*** Opening DATASET RECORDS ***
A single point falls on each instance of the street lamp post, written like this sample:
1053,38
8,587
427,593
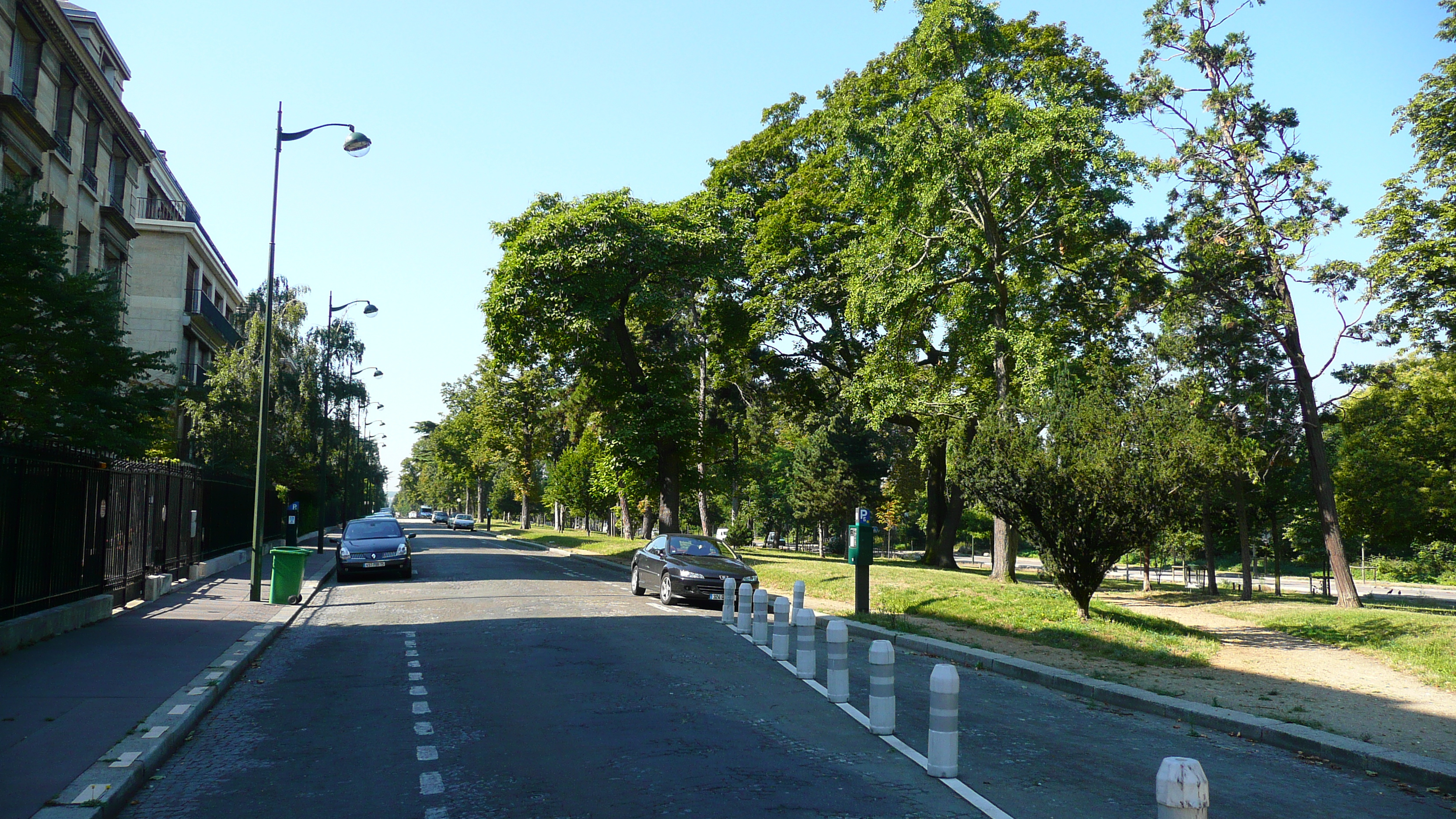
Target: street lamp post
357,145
*** Closing DATASET RECORDS ***
*** Opening DATASET RECORDS ***
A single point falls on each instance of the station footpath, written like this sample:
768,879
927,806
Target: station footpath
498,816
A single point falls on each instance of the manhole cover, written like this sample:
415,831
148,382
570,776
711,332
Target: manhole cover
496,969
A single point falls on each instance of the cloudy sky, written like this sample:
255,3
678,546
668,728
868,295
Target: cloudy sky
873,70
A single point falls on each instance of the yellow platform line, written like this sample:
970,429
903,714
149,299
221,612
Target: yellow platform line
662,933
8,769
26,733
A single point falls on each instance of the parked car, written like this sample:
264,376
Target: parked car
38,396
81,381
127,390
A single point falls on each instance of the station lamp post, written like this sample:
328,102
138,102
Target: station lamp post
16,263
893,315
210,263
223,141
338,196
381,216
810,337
*** Closing DATASET RECORDS ***
*** Opening DATASET RECORDS ***
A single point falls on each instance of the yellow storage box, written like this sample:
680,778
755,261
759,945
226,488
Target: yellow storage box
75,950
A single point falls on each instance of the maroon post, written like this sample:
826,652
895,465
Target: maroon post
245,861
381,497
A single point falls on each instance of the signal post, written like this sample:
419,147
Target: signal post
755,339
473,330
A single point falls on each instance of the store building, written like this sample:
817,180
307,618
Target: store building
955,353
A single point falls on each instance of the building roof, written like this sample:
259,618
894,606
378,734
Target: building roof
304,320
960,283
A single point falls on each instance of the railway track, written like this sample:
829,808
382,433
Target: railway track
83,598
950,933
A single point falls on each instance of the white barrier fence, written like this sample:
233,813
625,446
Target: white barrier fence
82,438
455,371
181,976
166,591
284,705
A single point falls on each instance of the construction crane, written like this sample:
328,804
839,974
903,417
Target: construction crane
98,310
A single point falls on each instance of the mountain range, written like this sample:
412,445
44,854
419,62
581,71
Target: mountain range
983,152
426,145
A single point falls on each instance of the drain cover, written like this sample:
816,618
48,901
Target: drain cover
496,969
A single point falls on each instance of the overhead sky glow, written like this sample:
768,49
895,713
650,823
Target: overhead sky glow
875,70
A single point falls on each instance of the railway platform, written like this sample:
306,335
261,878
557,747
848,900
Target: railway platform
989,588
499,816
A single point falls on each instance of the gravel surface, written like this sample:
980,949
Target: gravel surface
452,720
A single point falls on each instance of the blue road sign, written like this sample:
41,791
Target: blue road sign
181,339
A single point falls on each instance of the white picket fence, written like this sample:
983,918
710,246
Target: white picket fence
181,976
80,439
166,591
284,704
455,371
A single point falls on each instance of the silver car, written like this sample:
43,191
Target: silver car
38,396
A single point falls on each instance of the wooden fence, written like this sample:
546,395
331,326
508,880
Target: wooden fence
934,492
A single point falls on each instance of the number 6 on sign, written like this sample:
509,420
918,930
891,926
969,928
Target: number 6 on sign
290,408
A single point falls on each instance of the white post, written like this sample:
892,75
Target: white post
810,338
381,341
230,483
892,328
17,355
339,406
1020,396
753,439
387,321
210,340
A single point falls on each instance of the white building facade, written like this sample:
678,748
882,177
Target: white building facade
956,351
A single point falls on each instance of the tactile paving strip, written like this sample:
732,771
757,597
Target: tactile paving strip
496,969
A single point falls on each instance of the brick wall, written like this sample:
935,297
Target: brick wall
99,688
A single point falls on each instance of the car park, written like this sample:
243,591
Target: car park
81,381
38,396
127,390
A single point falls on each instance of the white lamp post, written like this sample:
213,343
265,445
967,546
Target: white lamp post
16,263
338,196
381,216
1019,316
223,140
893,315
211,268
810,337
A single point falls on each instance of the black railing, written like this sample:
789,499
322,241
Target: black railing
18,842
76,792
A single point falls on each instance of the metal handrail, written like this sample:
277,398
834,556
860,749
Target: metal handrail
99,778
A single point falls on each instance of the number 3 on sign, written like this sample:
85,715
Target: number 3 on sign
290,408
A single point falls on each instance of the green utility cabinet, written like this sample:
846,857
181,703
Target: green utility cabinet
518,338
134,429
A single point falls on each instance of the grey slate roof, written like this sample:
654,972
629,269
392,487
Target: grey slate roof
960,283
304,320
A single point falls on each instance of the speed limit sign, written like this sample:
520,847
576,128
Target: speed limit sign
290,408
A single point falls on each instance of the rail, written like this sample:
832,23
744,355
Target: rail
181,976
*** Closing DATASET RECORDS ***
WORK REQUEST: Return, unchanged, the run of lines above that opens with the line containing "Target: white barrier fence" and closes with the line containing "A single point falls on each instance of the mountain". Include both.

WRITTEN ANSWER:
Target: white barrier fence
82,438
455,371
181,976
166,591
284,705
A single point falls on each instance of the construction crane, written like this sample:
328,804
839,974
903,417
Target: construction crane
98,310
A single point falls on each instance of the mountain range, written like this sample:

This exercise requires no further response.